Transcribe the material verbatim in full; the pictures do not belong in the copy.

──────

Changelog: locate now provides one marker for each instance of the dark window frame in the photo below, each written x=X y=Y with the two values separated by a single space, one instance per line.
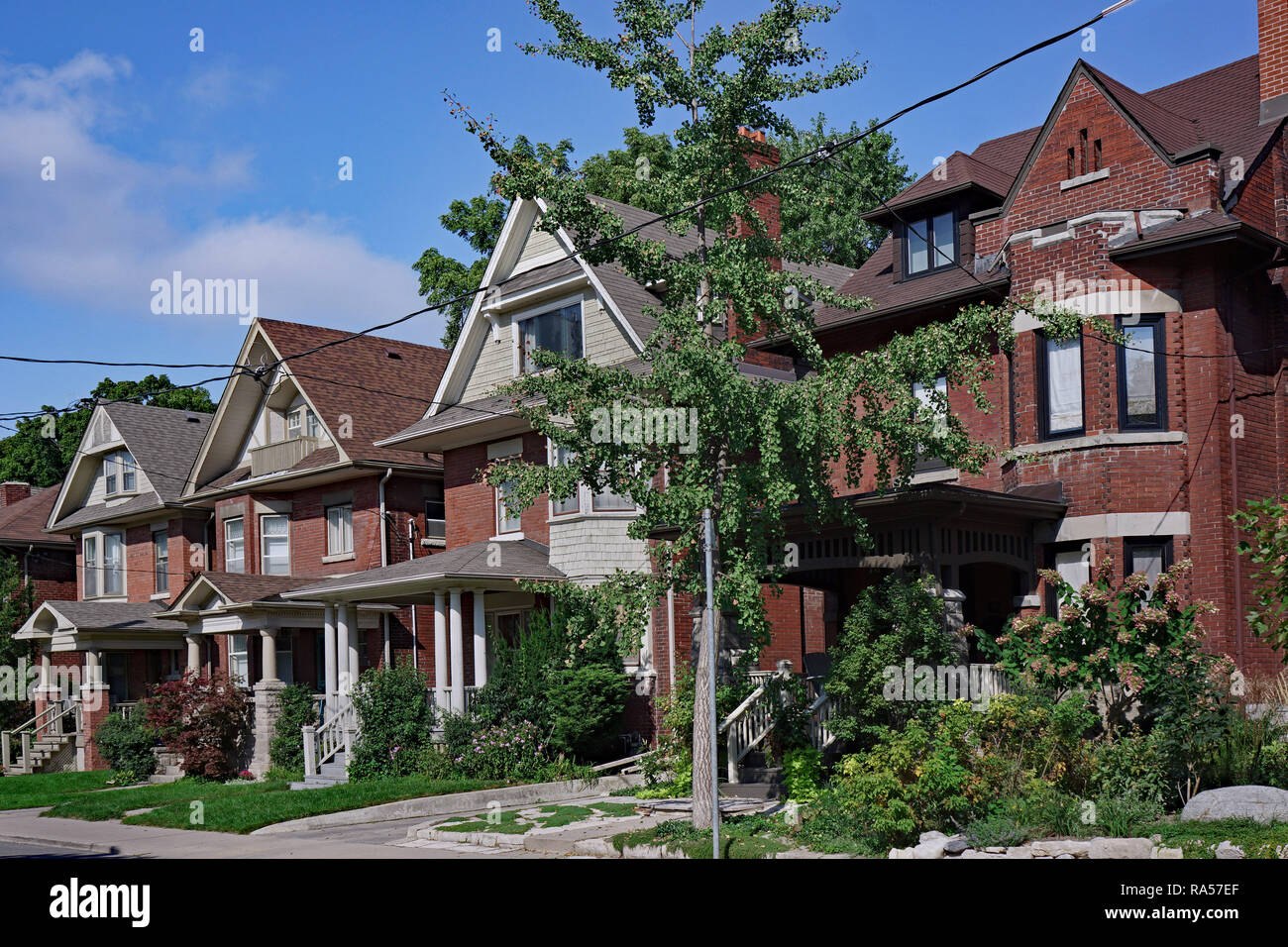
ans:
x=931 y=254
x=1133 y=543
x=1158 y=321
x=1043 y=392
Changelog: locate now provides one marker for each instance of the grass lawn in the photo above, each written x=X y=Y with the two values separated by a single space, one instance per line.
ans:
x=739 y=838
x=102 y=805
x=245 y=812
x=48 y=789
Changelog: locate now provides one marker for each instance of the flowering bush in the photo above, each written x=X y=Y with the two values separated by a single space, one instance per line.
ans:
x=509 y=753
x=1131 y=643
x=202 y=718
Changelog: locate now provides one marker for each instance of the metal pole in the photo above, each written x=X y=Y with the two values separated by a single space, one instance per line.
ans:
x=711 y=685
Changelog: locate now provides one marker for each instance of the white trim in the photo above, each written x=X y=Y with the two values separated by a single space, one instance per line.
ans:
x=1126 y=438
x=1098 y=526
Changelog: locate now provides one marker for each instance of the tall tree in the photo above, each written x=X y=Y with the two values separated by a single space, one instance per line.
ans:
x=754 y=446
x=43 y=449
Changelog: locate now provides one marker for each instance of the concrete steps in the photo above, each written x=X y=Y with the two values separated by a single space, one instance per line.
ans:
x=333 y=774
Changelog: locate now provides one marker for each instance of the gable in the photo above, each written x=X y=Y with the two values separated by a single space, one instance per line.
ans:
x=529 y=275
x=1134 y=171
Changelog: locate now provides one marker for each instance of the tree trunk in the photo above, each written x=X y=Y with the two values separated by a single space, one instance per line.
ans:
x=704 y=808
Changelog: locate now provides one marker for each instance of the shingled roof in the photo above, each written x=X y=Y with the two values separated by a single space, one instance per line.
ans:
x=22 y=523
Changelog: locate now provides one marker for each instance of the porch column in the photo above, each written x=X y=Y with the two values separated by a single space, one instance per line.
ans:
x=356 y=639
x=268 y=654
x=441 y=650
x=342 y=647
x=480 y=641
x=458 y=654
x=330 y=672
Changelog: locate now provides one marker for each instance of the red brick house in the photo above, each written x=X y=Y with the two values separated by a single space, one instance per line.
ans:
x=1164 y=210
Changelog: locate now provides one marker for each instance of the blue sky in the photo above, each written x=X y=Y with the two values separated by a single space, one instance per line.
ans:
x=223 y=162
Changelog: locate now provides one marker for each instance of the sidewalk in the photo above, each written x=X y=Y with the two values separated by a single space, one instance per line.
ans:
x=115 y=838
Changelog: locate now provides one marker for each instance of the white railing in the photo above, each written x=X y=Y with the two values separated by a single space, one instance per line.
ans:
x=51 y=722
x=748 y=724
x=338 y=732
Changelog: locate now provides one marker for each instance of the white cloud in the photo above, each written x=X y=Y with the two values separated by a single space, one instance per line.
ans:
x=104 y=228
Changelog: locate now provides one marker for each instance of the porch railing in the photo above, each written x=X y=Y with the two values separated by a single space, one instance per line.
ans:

──────

=== ANSWER TO THE TASK ===
Changelog: locate now provides one marker for each instance of the dark window frame in the photo below, each written x=X y=Y with the two values separated by a single space, one instance per line.
ans:
x=931 y=254
x=1133 y=543
x=1158 y=321
x=1043 y=392
Changelog: locate now provides one marker for each instance of the grass lawn in the photo above, each written x=X y=Y with the two values separated by a single space, one instance per line.
ans:
x=739 y=838
x=102 y=805
x=245 y=812
x=48 y=789
Changelog: locate now provides one marker for each instance of the flowering bush in the photo above, each written x=X y=Y with the two values separated by a single space, one instance per line.
ans:
x=509 y=753
x=1131 y=643
x=202 y=718
Changelog: locate now provides one marker for each instance of the metal pole in the photo above, each written x=X y=Y with the two values separated by a single space, one instance per line.
ans:
x=711 y=685
Changelog: locate now provides one marker for each instance of the white trim in the photo above, each written x=X y=Y with the two values separated by a single space, one instance per line.
ans:
x=1126 y=438
x=1098 y=526
Changelog: locate now provides one marker for each instance of the tall tree in the photo above, each written x=X y=Y with the two values separated by a single space, one instance per line.
ans:
x=754 y=446
x=43 y=449
Changelog: locate now provides one marker for each instance of the concrete steps in the photo above, each written x=X y=Y with the two values separated by a single space, one instance per line.
ans:
x=333 y=774
Changelog: locate now provides one marker for each instance of the gable in the photo above, each written x=X y=Y with the two values separated by a single space, one instance per line.
ans:
x=529 y=275
x=1134 y=171
Changelog: locate now provides one marker for each instance of the tree trunk in the photo above, each written x=X y=Y with the two values separated by a single space, one instance per line.
ans:
x=704 y=808
Changelog: locate now provides one marker for each instance of the shingled roof in the photo above, each written x=X y=Y with the two values separated by a single space, one instance per line.
ans:
x=22 y=523
Changelog: locate now provides one marker for each instance of the porch column in the photo above, each written x=X y=Y with the two values separated by a single space, one instance per line.
ans:
x=356 y=639
x=268 y=654
x=441 y=650
x=342 y=647
x=480 y=641
x=458 y=654
x=330 y=672
Changelog: locate now provides one marker for each instance of the red brick house in the photo above, each written x=X y=Y with the two values separated by a single space, one instance per line.
ans:
x=1164 y=210
Changelog: locate now provides one marker for each instance of the blue sky in the photo above, each written x=X y=Y with the two values separated by a single space, one instance per line.
ans:
x=223 y=162
Changelog: locate now provides one marker for each instance of the sidewalk in the photo above, each written x=X y=Y with the two values separated by a single space, one instance per line.
ans:
x=115 y=838
Changelog: locate now provides one marker for each instance of the white railing in the photo above, each written x=X y=Y with the two values separated by a single space, one instance per line.
ans:
x=51 y=722
x=748 y=724
x=338 y=732
Changelog: locate now provides one marker for each instance of the white cloud in the photo above, each written x=X y=Y with the two values separated by a single space, one instance per line.
ans:
x=104 y=228
Changelog: locate now provides one marker for each instance of the porch railing in the photo above, each written x=X y=Y with the two values separated by a single space, one instance per line.
ans:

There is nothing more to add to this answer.